Kumpulkan semua baris dalam data di bawah ini yang memuat kata "negative".
============================================================
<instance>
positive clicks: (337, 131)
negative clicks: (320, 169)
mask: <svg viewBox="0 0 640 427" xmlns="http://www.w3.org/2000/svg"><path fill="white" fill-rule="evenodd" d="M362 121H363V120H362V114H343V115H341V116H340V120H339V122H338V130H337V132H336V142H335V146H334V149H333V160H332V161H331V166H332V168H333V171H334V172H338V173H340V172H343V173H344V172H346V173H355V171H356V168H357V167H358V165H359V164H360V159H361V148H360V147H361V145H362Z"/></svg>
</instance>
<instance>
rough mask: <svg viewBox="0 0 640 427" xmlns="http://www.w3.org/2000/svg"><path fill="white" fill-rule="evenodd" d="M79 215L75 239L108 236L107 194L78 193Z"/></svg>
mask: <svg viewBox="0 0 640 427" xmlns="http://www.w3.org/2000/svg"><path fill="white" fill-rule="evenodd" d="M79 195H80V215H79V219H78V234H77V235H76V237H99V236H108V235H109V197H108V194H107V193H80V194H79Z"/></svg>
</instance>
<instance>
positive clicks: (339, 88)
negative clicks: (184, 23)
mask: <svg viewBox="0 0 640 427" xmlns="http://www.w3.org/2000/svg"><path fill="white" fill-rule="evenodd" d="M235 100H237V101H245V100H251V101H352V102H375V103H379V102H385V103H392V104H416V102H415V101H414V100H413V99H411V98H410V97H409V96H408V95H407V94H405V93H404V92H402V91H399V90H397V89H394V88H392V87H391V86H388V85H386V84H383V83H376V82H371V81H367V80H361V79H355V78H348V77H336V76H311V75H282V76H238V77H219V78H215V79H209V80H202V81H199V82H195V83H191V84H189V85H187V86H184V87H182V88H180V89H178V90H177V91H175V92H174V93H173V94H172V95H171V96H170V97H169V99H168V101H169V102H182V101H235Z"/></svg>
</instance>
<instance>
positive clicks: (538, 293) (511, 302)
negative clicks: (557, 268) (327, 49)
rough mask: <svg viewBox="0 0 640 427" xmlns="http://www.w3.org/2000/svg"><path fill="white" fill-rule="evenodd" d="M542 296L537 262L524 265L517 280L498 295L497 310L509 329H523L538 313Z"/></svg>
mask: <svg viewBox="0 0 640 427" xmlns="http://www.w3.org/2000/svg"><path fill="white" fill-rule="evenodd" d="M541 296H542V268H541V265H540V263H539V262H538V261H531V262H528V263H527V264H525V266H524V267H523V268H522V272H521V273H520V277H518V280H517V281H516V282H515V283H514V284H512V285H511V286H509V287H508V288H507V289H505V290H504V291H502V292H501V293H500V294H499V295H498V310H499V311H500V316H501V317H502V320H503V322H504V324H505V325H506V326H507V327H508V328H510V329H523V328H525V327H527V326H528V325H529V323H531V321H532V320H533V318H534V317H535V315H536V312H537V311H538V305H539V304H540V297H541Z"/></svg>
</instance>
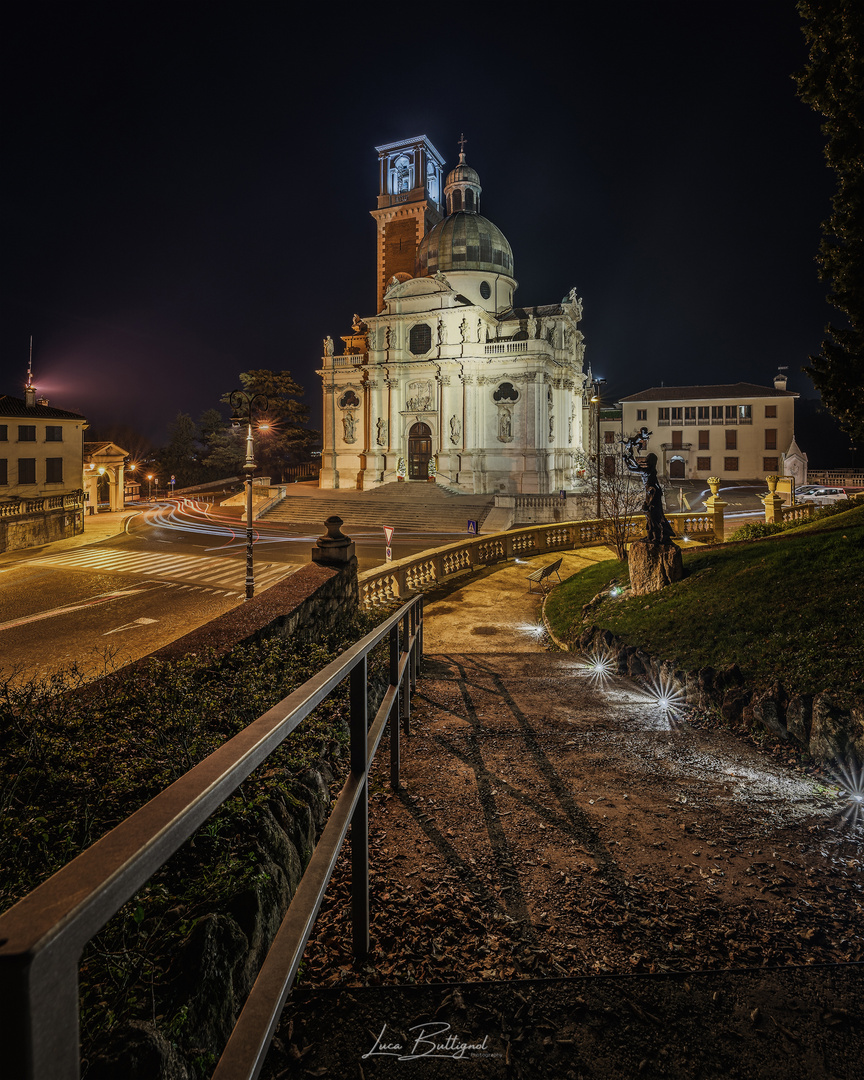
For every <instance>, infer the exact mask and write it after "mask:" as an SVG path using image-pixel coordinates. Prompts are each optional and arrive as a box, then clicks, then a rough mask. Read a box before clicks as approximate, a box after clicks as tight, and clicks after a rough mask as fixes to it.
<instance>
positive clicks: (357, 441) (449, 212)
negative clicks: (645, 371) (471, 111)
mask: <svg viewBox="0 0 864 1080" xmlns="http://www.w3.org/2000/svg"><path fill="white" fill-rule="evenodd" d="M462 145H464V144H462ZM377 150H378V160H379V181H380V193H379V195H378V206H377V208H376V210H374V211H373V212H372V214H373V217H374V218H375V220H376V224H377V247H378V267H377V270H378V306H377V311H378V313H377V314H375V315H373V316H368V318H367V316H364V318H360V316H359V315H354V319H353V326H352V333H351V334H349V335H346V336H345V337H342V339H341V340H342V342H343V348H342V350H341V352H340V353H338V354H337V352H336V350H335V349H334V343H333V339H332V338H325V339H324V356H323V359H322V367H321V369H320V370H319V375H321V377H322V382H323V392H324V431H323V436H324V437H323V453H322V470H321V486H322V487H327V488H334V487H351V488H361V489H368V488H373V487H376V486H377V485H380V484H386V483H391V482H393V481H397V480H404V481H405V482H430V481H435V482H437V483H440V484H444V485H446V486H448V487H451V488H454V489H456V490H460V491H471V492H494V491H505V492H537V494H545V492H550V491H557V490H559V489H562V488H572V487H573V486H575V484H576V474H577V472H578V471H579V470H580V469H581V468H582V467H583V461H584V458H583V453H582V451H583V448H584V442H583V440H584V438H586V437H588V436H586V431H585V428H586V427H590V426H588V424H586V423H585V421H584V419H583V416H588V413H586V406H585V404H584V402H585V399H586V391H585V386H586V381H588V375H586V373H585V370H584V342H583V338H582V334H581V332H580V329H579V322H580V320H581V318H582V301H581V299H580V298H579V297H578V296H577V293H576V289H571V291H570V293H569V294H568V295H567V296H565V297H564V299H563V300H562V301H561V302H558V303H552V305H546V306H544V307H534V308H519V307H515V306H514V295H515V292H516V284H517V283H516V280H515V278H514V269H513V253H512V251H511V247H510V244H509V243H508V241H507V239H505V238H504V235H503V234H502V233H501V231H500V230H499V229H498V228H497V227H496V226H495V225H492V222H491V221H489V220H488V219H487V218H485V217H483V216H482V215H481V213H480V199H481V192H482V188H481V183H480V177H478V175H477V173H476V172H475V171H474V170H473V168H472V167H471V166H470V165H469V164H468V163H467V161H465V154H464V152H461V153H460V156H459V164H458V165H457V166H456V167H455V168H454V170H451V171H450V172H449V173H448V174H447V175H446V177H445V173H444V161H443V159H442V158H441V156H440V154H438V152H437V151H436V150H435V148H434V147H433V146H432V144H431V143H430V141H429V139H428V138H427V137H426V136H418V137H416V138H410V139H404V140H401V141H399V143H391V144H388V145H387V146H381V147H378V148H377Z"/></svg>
============================================================
• **HASIL TUGAS**:
negative clicks: (320, 169)
negative clicks: (184, 23)
negative clicks: (557, 268) (327, 49)
negative clicks: (645, 371) (471, 111)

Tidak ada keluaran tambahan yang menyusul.